▶ **WORK INSTRUCTIONS**
Copy the line with "Where can the wispy" and all lines following it through the last line of the entries, exactly as written.

-- start of RECORDS FOR THIS EXERCISE --

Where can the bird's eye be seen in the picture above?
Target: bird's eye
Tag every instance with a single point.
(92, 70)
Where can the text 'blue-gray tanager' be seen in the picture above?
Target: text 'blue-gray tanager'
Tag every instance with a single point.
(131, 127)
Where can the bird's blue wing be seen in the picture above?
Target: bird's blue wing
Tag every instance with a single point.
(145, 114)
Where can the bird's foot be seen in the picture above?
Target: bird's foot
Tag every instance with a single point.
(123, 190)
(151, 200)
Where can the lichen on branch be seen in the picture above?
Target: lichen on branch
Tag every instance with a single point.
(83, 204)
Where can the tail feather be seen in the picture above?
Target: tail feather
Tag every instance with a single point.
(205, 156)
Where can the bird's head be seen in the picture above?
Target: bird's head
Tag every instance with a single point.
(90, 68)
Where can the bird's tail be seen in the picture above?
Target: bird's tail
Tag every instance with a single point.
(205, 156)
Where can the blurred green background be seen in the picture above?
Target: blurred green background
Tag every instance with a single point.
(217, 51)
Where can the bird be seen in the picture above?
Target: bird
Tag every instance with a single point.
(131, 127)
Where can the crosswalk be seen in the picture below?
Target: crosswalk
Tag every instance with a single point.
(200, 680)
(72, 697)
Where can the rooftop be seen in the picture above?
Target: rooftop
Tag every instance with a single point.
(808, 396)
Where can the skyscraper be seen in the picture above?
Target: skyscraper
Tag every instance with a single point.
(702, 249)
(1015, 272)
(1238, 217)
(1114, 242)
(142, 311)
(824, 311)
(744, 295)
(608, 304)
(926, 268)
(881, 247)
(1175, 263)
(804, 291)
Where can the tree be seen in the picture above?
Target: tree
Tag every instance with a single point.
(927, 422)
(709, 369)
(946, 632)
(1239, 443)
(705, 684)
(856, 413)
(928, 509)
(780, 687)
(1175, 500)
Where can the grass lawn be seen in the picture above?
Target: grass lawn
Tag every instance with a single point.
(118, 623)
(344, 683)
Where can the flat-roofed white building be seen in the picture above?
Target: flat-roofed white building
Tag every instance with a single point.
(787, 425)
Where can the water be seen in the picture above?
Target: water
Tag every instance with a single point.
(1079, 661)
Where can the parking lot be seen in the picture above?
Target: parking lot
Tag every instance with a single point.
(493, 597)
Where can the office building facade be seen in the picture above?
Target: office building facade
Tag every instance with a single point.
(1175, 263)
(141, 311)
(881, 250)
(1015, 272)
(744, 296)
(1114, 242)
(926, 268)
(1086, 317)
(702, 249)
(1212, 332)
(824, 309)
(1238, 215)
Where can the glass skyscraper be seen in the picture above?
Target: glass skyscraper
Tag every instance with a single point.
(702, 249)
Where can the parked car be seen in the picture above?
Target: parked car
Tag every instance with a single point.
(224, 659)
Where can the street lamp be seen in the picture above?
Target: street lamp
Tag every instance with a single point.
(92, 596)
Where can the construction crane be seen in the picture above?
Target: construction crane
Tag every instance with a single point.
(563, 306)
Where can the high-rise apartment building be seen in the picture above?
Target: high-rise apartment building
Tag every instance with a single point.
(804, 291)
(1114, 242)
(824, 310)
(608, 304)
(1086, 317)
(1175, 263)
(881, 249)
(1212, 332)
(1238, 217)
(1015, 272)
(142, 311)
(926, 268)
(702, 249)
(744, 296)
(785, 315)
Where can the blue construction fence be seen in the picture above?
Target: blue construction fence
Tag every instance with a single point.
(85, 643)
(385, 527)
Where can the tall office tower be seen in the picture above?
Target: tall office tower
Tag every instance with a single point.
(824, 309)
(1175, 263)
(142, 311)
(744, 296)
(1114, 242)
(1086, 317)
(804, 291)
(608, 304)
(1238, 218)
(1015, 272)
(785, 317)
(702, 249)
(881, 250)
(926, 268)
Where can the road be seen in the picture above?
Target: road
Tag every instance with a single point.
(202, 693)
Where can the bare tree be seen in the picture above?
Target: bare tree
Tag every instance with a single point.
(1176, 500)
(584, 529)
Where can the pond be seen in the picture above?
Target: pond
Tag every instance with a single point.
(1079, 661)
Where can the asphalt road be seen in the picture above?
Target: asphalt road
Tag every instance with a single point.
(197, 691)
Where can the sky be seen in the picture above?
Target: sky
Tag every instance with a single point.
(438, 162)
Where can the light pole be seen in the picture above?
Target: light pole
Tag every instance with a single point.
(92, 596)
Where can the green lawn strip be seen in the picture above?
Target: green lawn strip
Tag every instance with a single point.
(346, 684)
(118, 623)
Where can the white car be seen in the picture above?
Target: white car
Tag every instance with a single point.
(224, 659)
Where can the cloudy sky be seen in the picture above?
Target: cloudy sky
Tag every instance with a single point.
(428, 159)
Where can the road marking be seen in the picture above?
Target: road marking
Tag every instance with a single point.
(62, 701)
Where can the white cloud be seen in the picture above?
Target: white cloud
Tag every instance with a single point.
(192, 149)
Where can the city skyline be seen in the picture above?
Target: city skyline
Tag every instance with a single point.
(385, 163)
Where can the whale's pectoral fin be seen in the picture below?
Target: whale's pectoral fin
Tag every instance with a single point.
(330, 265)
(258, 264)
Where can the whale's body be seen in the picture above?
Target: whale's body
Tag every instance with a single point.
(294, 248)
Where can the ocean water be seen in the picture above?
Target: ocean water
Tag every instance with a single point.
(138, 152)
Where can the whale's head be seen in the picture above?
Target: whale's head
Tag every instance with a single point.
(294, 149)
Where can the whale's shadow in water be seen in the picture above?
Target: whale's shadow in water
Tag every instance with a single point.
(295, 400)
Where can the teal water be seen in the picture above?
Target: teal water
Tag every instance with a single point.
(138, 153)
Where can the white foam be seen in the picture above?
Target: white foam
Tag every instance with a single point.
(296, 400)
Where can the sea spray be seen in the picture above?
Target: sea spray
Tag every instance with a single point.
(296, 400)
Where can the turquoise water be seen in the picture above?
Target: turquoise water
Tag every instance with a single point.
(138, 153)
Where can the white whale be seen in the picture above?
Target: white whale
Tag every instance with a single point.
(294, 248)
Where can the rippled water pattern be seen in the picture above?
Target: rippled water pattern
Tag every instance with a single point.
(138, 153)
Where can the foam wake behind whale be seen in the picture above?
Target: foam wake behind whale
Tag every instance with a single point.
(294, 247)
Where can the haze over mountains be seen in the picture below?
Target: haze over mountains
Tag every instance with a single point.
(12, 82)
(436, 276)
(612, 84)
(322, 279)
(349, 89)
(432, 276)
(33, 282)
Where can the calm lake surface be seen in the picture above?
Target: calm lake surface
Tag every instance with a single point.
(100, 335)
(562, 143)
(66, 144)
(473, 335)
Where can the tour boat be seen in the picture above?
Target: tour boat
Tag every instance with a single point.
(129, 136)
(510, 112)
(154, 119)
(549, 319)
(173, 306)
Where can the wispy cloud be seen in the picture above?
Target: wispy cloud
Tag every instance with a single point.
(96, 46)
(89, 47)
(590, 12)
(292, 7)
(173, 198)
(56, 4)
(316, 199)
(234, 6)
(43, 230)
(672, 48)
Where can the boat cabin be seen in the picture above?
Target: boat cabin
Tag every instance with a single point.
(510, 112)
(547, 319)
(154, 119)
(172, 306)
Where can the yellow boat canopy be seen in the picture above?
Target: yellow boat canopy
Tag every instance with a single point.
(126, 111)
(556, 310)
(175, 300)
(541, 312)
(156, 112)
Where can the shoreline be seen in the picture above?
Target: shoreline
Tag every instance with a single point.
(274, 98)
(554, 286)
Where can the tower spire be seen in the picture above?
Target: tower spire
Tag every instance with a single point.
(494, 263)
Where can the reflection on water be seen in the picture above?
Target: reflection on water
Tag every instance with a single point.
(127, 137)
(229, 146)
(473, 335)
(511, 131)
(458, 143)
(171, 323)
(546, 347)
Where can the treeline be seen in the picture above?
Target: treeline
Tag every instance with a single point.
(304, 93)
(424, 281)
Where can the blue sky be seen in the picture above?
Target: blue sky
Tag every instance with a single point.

-- end of RECORDS FOR THIS EXERCISE --

▶ **SOLUTION FOR THIS PROBLEM**
Where can the wispy cloud be seen in the picture above?
Target: wispy cloud
Tag every instance with a single point.
(96, 46)
(89, 47)
(590, 12)
(292, 7)
(173, 198)
(56, 4)
(316, 199)
(234, 6)
(43, 230)
(672, 48)
Where can the boat cabin be seen in the picture above?
Target: boat cabin
Tag every instance with a single point.
(510, 112)
(547, 319)
(154, 119)
(172, 306)
Where can the yellow boat canopy be seen in the picture above?
Target: yellow boat canopy
Tag every instance with a single point.
(126, 111)
(556, 310)
(175, 300)
(541, 312)
(156, 112)
Where can the shoreline be seen in the picture above?
Target: shoreline
Tag every instance with a single point.
(274, 98)
(554, 286)
Where can the tower spire be seen in the picture above?
Target: tower spire
Tag every instance with a single point.
(494, 263)
Where can the reflection on water be seen in the picture above?
Target: reflection on water
Tag every instance with a single point.
(127, 137)
(229, 146)
(473, 335)
(511, 131)
(458, 143)
(171, 323)
(546, 347)
Where can the treeline be seen in the picture above?
Target: treeline
Tag every instance with a single point.
(304, 93)
(424, 281)
Where can the blue sky be seen in the picture above?
Target: blue sky
Tag every instance with a single point.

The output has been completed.